- Text -
^^^^

Wayne Torcivia wasn’t a parolee or under police supervision when authorities were called to his home on the morning of April 6, 2014 by Torcivia’s teenage daughter, who complained to police that her dad was “yelling at her and acting weird.” When police responded, they found no evidence of any crime or wrondoing on Torcivia’s account… at least not at first.
At one point in the discussion between Petitioner and one of the officers, the officer “turned slightly” and accidently dislodged magnetic drapes attached to the front door… As Petitioner went to pick them up… the officer “screamed” very loudly to Petitioner to get back and threatened to tase Petitioner if he did not.
…Petitioner maintains that he told the officer not to tase him, because he has “a heart condition” and “could die.” The officers understood Petitioner’s request not to be tased as the precise opposite, that is, as a supposed desire to die from tasing. In response, they handcuffed Petitioner and transported him to Stony Brook Hospital’s Comprehensive Psychiatric Evaluation Program (CPEP) for an emergency mental health evaluation. Before leaving the home, two of the officers informed Mrs. Torcivia that they had responded to the daughter’s complaint, that Petitioner was acting “irrational,” and that they planned to transport him for a mental-health evaluation.
Without asking whether the Torcivia family had firearms in the home, each officer then left. Only after dropping Petitioner off at CPEP did Officer James Adler learn, via a computer check, that Petitioner held a New York State pistol license.That check was based on a Department policy requiring the seizure of all guns from a home when police respond to a domestic “incident” and a resident is transported to a comprehensive psychiatric emergency program.

^^^^

- Exercise data -

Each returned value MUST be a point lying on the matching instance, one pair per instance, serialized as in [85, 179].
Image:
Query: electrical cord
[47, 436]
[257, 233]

^^^^

- Task goal -
Pick up the account of Wayne Torcivia's case after its last sentence and continue it. The items were drawn from a separate source, unrelated to the account of Wayne Torcivia's case.

- Response below -
Accordingly, the officer contacted his sergeant, who instructed him to ask Mrs. Torcivia for the guns and, if unsuccessful, return to CPEP to seek consent to the seizure from Petitioner; each attempt failed. The police did not seek a warrant for Petitioner’s firearms and no officer was posted at the home to secure the scene pending seizure of the firearms.
Here’s where it gets truly bizarre. Despite the fact that the mental health evaluation found that Torcivia posed no threat to himself or others, the hospital refused to release him until and unless he provided the combination to his gun safe and allowed police to confiscate his firearms.
Though Petitioner at first refused (again) to give the combination, he eventually caved to the pressure resulting from his continued confinement and provided the combination to his wife, who produced Petitioner’s handguns and long guns for the Department when they arrived without a warrant.
Hours after his evaluation cleared him of posing any risk, and only after confirming that the Department had seized his firearms, Petitioner was allowed to exit the locked CPEP Unit.
This was back in 2014, and Torcivia was never able to recover his handguns, despite the fact that he never had his pistol license revoked. It took him two years to recover the long guns that were confiscated from his home without a warrant, and even then he had to jump through all kinds of bureaucratic hoops to get them back.
If the Court isn’t going to smack down this type of warrantless seizure of firearms, New York Gov. Kathy Hochul and her anti-gun allies will be more than happy to exploit the court’s silence and encourage more departments to engage in similar behavior… and sadly some of them will eagerly agree. This may be the first case in New York dealing with the warrantless seizure of a legally-owned firearms collection, but given the Court’s inaction I’m pretty sure it’s not going to be the last.